→ Exercise directions
Update the records below by replacing "place a marker on" with "put a dot on" wherever it occurs, and leave everything else unchanged.

***

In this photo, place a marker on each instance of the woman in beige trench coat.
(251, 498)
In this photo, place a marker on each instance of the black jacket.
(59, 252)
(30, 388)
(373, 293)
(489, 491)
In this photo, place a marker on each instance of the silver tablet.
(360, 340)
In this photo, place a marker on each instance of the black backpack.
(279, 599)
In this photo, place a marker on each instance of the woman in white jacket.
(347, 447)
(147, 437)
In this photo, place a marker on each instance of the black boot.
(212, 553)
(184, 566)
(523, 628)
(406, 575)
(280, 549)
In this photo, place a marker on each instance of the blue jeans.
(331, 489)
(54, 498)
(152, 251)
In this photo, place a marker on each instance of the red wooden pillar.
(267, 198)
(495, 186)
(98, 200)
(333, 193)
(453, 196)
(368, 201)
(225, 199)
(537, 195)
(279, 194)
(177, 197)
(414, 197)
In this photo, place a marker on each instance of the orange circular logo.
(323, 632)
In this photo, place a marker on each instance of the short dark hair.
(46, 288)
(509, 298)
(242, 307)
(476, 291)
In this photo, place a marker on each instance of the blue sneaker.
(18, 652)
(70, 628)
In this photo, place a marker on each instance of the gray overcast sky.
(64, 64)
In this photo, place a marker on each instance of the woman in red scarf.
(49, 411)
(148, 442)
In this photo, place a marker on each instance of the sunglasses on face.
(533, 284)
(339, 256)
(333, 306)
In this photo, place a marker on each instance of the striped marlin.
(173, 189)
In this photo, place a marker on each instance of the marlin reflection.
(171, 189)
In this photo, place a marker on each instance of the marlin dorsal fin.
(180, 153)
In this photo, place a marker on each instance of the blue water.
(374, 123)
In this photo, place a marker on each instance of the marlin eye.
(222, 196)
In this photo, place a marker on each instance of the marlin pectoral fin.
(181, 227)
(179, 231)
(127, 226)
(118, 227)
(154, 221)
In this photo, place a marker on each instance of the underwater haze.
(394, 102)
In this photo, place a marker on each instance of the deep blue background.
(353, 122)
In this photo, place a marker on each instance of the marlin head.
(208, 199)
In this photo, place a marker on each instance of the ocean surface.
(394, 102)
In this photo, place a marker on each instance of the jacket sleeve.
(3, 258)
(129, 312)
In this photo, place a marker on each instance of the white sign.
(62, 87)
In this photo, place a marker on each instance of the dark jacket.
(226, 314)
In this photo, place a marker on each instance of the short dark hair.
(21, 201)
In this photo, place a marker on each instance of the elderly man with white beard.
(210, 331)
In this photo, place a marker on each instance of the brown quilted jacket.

***

→ Finished answer
In this photo, put a dot on each instance of the woman in beige trench coat.
(251, 498)
In this photo, put a dot on each instance of the black jacket.
(59, 252)
(30, 388)
(373, 293)
(489, 491)
In this photo, put a dot on each instance of the silver tablet.
(360, 340)
In this photo, put a dot on each instance of the black backpack.
(279, 599)
In this photo, put a dot on each instance of the woman in white jacket.
(347, 447)
(147, 437)
In this photo, put a dot on each instance of the black boot.
(212, 553)
(184, 566)
(523, 628)
(406, 575)
(280, 549)
In this photo, put a dot on each instance of the blue jeans.
(331, 489)
(54, 498)
(152, 251)
In this photo, put a dot on each instance of the red wooden pillar.
(267, 198)
(495, 186)
(98, 200)
(333, 193)
(453, 196)
(368, 201)
(225, 199)
(537, 195)
(279, 194)
(177, 197)
(414, 197)
In this photo, put a dot on each instance of the orange circular logo.
(323, 632)
In this photo, put a dot on each instance of the short dark hair.
(46, 288)
(509, 298)
(242, 307)
(476, 291)
In this photo, put a dot on each instance of the blue sneaker.
(18, 652)
(70, 628)
In this photo, put a dot on each instance of the gray overcast sky.
(64, 64)
In this photo, put a dot on each instance of the woman in red scarf.
(49, 411)
(148, 442)
In this photo, put a dot on each instance of the sunglasses on face.
(533, 284)
(339, 256)
(333, 306)
In this photo, put a dot on each instance of the striped marlin.
(173, 189)
In this photo, put a dot on each instance of the marlin reflection.
(171, 189)
In this photo, put a dot on each instance of the marlin dorsal fin.
(180, 153)
In this photo, put a dot on each instance of the blue water.
(374, 123)
In this photo, put a dot on each instance of the marlin eye.
(222, 196)
In this photo, put a dot on each instance of the marlin pectoral fin.
(181, 227)
(179, 231)
(127, 226)
(118, 227)
(154, 221)
In this photo, put a dot on each instance of the underwater haze.
(394, 102)
In this photo, put a dot on each instance of the deep blue background.
(353, 122)
In this photo, put a dot on each instance of the marlin head.
(208, 199)
In this photo, put a dot on each instance of the ocean surface.
(394, 102)
In this photo, put a dot on each instance of the jacket sleeve.
(3, 258)
(129, 312)
In this photo, put a dot on each instance of the white sign.
(62, 87)
In this photo, put a dot on each instance of the dark jacket.
(226, 314)
In this photo, put a dot on each instance of the short dark hair.
(21, 201)
In this photo, put a dot on each instance of the elderly man with white beard.
(210, 331)
In this photo, put a dot on each instance of the brown quilted jacket.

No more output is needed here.